#### [DATA ROWS]
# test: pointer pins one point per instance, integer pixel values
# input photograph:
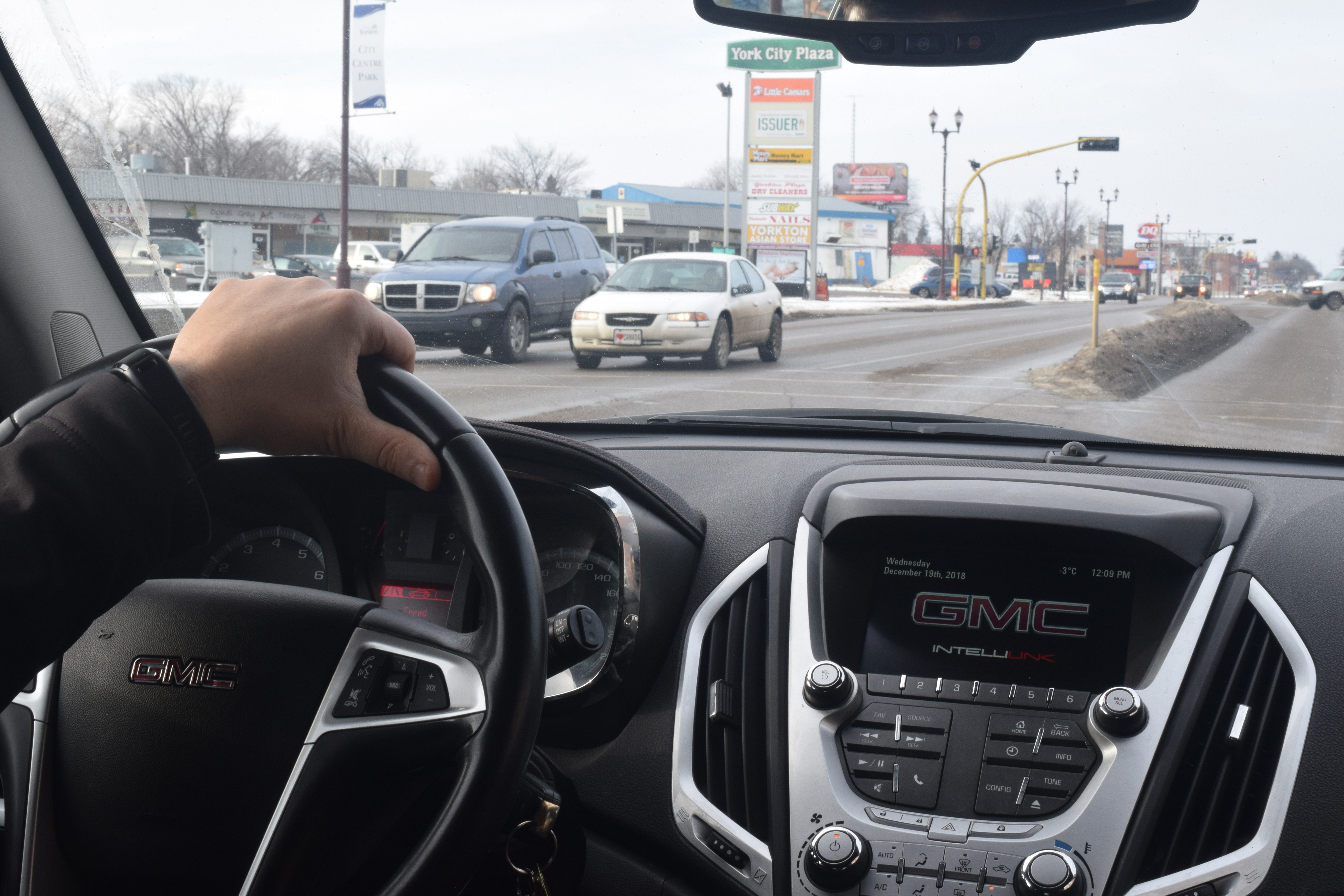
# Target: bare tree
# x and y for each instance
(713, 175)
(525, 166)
...
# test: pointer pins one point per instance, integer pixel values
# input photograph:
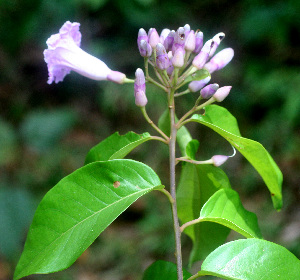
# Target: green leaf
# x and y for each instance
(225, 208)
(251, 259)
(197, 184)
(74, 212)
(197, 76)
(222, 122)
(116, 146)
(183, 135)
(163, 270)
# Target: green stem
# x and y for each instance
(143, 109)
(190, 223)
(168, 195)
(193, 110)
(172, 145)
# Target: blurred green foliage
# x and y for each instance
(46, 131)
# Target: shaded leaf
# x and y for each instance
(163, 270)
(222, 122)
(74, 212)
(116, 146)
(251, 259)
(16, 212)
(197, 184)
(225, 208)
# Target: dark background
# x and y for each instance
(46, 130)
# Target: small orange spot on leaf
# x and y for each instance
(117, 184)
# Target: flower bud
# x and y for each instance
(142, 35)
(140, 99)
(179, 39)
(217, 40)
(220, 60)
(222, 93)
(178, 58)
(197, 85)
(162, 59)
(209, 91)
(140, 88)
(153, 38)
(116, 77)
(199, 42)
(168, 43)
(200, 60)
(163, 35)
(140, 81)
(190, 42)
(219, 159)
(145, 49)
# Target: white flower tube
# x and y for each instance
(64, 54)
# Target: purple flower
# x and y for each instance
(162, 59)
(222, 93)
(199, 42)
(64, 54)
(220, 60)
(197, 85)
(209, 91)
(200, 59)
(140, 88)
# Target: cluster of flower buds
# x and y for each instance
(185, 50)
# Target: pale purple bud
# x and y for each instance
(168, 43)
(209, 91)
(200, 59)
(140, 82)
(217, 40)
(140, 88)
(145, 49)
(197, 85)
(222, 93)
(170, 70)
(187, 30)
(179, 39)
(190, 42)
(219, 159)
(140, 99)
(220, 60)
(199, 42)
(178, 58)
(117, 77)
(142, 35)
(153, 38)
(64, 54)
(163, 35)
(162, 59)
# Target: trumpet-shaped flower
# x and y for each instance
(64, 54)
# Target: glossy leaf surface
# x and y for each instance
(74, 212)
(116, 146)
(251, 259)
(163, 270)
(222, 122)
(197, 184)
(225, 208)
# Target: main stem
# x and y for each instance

#### [PROBLEM]
Which lines in the rows above contain the word "flower"? Gather each of those lines and copy it out in full.

#### [FULL ANSWER]
# Target: flower bud
# Target: white flower tube
# Target: purple flower
# Target: cluster of flower buds
# Target: trumpet-shaped flower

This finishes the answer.